◆ What you need to do ◆
Please reproduce the stretch of items below from the line containing "Note: spot each instance of the layered" through the end of the items, both ends included, keeping every line in place. Scale each point coordinate in the answers by 0.35, rounding to whole numbers with halves going up.

◆ Data supplied ◆
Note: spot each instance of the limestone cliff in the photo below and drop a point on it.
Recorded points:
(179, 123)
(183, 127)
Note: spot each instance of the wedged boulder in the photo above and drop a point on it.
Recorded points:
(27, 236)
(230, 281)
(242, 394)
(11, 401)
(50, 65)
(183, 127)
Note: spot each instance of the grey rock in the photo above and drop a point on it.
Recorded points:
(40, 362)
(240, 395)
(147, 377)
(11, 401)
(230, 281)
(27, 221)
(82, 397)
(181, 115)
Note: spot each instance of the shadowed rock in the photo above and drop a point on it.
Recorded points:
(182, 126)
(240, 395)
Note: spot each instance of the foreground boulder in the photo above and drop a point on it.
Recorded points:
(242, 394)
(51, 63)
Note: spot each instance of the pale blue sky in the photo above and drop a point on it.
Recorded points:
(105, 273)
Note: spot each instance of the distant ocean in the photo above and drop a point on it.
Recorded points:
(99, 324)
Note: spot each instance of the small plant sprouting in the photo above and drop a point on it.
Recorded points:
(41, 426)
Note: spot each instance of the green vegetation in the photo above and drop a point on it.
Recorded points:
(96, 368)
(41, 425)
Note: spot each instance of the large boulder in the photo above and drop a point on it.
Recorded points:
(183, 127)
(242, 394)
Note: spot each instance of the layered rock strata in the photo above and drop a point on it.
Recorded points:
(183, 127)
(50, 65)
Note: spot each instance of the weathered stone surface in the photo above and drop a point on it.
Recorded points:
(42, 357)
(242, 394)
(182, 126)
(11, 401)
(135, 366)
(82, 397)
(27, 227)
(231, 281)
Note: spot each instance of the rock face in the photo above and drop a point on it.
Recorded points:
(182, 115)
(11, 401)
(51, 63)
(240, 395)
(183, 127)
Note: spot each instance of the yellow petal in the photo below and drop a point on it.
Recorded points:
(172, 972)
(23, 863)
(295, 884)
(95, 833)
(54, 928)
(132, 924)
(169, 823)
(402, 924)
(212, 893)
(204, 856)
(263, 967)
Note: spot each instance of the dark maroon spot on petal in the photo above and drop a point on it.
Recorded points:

◆ Full answer ◆
Note: spot each instance of the layered rock strata in the photo above and drop a point on it.
Recorded points:
(64, 44)
(18, 23)
Note: spot each instance of the weathered stone surface in the photo above and drop a point on it.
Recorded points:
(15, 125)
(85, 138)
(64, 44)
(4, 140)
(47, 128)
(29, 139)
(9, 79)
(81, 98)
Note: spot each instance of the rock face in the photo above and drop a point on it.
Recorded points:
(64, 40)
(4, 140)
(18, 22)
(84, 138)
(64, 44)
Note: spot each instance of the yellow petal in the photo below and drop a point on it.
Recorded points:
(60, 340)
(8, 302)
(103, 309)
(33, 292)
(19, 325)
(46, 323)
(59, 288)
(141, 323)
(74, 313)
(71, 300)
(92, 338)
Note: spot each instance of the dark maroon spot on petal in the photo above and drop a point on it.
Recorded points:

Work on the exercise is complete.